(Saved data entries)
- - - - - - -
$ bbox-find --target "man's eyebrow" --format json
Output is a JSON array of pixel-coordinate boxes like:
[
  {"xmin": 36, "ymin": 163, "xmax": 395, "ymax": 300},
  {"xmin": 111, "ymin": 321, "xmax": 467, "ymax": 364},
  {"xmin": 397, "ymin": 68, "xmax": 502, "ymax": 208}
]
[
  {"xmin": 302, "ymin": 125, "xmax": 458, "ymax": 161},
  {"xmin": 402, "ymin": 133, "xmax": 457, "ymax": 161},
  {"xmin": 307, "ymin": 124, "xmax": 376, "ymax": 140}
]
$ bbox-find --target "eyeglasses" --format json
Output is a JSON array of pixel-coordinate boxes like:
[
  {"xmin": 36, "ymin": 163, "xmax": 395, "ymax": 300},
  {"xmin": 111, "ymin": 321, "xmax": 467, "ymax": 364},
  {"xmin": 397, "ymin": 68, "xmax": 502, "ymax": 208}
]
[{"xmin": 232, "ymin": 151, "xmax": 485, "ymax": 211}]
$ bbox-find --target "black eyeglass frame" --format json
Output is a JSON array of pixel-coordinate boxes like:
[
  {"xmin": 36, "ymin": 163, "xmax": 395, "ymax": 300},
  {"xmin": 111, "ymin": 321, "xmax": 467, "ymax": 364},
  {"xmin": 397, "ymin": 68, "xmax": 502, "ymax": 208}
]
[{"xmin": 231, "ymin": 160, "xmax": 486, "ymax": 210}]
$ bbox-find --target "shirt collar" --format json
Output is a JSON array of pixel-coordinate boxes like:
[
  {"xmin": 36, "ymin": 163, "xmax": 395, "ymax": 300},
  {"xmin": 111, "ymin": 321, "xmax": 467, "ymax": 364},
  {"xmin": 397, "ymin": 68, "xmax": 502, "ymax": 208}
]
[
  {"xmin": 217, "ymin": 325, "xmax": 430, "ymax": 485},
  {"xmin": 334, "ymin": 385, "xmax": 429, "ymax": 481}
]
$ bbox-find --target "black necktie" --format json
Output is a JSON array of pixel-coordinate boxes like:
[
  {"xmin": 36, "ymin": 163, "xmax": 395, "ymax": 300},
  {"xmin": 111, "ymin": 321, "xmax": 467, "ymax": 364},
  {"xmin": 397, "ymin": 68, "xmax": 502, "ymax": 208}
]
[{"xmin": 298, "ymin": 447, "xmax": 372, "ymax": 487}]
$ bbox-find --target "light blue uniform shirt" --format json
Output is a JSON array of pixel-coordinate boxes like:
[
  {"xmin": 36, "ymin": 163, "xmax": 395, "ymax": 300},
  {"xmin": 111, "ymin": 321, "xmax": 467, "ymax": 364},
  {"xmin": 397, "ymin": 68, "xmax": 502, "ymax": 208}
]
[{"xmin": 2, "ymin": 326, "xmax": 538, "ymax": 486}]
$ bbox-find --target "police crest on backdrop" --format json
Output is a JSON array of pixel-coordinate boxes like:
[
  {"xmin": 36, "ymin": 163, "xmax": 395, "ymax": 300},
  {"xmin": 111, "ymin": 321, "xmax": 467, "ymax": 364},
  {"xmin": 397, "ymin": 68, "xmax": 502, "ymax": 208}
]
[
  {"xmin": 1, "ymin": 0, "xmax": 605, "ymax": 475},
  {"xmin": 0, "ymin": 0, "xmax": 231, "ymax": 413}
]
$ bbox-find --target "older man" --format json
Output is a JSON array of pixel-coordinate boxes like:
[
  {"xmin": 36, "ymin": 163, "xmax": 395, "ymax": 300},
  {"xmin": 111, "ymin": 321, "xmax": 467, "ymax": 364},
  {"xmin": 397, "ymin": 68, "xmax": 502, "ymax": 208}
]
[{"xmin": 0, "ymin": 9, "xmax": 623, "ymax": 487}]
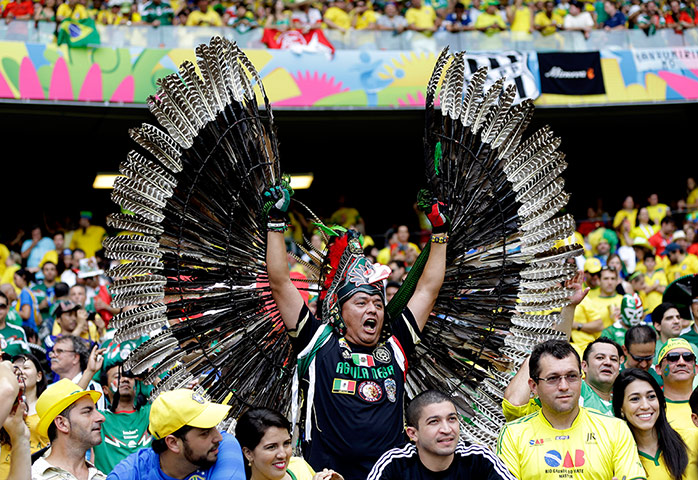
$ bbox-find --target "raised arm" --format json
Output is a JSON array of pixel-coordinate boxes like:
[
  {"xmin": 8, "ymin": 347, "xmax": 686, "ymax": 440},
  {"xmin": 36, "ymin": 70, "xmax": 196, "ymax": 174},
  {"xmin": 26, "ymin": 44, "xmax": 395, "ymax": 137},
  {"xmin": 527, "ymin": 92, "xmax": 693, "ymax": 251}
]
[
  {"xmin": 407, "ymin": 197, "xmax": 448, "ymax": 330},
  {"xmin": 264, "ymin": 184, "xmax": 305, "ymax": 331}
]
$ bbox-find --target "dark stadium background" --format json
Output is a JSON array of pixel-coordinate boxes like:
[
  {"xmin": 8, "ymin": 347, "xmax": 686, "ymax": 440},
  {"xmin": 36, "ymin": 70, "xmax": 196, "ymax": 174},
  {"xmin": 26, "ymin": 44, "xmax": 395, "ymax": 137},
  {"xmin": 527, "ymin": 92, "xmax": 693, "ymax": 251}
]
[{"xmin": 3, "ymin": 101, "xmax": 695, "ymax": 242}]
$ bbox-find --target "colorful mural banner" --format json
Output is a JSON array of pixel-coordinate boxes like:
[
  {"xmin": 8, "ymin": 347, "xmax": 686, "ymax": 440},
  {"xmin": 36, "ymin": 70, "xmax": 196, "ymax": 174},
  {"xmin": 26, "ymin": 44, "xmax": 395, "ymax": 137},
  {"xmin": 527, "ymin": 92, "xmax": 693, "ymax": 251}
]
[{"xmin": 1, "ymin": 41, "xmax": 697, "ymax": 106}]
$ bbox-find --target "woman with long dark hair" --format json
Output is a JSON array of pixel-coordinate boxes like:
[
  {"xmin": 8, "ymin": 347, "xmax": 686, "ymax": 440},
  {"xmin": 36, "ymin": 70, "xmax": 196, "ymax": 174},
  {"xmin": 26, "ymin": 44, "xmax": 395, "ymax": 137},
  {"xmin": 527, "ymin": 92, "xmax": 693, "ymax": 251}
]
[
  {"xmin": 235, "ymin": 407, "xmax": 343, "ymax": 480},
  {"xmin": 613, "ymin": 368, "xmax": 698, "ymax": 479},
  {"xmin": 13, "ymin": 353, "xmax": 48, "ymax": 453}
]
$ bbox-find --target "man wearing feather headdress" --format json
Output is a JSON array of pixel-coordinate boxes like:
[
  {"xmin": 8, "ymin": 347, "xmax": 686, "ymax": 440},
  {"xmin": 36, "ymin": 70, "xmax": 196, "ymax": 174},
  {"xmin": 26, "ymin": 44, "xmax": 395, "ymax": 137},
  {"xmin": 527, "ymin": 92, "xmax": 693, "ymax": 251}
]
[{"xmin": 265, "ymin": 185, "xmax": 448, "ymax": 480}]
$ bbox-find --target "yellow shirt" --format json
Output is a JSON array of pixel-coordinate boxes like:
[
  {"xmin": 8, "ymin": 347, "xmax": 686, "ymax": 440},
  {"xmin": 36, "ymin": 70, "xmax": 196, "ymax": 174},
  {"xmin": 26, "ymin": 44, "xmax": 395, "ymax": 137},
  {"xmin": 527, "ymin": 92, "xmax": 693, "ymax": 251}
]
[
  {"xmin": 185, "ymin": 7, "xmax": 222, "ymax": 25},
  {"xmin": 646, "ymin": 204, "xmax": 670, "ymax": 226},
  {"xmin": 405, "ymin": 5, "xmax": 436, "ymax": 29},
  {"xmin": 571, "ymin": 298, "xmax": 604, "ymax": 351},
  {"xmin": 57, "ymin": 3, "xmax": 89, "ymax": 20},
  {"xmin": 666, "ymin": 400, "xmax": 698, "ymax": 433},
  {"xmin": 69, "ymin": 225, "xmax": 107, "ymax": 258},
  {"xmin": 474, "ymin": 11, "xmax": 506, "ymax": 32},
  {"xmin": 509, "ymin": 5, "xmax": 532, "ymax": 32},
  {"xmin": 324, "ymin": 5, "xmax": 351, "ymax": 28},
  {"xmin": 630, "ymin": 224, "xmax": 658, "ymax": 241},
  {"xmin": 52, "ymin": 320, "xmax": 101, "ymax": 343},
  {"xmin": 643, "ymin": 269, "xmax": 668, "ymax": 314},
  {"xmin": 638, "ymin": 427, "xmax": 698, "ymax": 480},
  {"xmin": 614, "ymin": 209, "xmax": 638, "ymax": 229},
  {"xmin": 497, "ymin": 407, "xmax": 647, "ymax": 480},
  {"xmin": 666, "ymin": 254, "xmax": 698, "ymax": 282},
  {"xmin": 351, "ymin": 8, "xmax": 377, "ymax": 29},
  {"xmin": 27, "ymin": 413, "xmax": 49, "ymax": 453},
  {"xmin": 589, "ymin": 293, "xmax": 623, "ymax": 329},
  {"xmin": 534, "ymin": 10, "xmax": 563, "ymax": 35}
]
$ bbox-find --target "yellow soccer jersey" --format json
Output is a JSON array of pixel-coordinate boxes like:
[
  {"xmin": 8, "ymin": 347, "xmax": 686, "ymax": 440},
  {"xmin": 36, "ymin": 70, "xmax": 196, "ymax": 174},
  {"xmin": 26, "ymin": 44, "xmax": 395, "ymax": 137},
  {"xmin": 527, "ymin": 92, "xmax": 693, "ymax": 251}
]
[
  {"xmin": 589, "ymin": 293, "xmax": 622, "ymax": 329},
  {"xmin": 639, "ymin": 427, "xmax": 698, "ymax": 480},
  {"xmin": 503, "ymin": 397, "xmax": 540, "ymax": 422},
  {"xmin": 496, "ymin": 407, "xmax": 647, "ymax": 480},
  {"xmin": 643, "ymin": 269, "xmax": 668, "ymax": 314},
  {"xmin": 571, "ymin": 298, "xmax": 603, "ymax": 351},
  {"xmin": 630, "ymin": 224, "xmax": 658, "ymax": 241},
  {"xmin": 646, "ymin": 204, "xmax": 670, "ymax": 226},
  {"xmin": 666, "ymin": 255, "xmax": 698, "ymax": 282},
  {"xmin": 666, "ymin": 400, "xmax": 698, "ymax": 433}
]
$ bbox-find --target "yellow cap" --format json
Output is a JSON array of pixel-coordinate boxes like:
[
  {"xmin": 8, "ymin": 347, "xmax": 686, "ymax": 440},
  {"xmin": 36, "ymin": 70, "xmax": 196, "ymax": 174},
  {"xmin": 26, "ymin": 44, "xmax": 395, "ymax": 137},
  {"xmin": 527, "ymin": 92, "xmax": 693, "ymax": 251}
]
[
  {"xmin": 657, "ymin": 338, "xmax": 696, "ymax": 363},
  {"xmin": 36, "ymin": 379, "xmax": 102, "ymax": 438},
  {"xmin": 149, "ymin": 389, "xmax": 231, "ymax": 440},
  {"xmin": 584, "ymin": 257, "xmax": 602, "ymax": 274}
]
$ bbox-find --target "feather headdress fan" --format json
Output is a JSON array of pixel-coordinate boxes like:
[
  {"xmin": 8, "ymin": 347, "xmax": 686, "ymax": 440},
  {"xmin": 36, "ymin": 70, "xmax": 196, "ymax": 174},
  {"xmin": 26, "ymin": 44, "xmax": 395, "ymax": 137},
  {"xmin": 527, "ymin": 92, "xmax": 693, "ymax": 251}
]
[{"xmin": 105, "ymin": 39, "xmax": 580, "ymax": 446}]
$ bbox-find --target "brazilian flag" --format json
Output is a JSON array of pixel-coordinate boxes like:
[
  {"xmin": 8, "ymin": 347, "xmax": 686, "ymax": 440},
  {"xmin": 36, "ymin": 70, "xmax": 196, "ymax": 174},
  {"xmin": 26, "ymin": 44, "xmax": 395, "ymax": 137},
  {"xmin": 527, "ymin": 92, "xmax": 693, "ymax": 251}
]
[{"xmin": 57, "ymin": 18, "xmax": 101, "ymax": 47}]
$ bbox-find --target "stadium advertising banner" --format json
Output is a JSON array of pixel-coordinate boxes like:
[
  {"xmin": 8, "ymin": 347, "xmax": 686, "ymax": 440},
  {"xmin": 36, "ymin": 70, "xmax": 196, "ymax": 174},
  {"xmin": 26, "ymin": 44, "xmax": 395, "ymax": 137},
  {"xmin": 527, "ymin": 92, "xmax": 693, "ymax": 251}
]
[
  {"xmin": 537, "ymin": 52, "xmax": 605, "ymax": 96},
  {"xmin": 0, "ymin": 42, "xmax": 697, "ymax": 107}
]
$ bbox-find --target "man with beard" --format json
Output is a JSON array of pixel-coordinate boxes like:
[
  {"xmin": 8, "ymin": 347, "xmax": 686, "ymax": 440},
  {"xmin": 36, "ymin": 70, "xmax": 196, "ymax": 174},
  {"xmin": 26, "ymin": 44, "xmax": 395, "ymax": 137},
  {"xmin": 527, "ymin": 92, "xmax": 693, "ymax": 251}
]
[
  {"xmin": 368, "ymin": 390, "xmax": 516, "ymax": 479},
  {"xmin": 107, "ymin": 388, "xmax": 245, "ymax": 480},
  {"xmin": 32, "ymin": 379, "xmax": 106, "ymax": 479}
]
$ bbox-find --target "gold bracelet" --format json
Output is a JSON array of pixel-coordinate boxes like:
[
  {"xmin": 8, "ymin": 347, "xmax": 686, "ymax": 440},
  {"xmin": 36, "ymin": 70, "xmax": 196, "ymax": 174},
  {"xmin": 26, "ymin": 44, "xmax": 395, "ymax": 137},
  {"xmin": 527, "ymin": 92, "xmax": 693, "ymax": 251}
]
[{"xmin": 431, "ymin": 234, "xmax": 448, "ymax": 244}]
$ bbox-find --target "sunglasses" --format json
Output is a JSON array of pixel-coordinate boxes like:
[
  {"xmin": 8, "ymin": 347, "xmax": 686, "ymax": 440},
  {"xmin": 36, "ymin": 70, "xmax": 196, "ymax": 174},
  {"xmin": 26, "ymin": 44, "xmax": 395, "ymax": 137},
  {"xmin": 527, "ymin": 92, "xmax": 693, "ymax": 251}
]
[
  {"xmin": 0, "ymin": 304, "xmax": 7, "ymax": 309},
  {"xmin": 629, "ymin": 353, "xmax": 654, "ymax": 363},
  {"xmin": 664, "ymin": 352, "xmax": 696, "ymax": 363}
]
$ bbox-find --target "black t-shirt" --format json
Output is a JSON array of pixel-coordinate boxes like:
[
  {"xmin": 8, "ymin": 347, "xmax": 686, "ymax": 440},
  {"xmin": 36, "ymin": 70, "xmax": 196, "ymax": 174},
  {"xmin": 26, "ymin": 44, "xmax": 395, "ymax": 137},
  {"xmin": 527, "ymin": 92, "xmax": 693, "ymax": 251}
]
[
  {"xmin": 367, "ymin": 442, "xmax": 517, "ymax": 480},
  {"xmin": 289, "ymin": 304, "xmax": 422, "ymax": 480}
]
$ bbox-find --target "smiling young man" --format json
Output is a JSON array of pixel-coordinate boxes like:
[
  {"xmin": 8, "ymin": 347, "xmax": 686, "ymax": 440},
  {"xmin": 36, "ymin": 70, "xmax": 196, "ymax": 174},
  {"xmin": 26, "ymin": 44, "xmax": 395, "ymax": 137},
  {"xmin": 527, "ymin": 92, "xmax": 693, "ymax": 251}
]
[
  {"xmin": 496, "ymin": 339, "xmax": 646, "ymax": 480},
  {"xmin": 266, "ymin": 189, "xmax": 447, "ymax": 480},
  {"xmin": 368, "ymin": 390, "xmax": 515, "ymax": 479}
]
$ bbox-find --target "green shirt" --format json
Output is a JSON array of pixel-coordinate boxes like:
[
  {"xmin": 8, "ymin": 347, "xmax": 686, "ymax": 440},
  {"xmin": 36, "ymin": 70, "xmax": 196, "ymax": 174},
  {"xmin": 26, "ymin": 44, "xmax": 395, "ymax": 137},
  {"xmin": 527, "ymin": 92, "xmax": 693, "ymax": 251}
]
- - - - - - -
Copy all the lines above that hold the string "dark".

- **SOLVED EXERCISE**:
$ bbox-find --target "dark stadium background" --format json
$ bbox-find --target "woman with long dark hair" --format json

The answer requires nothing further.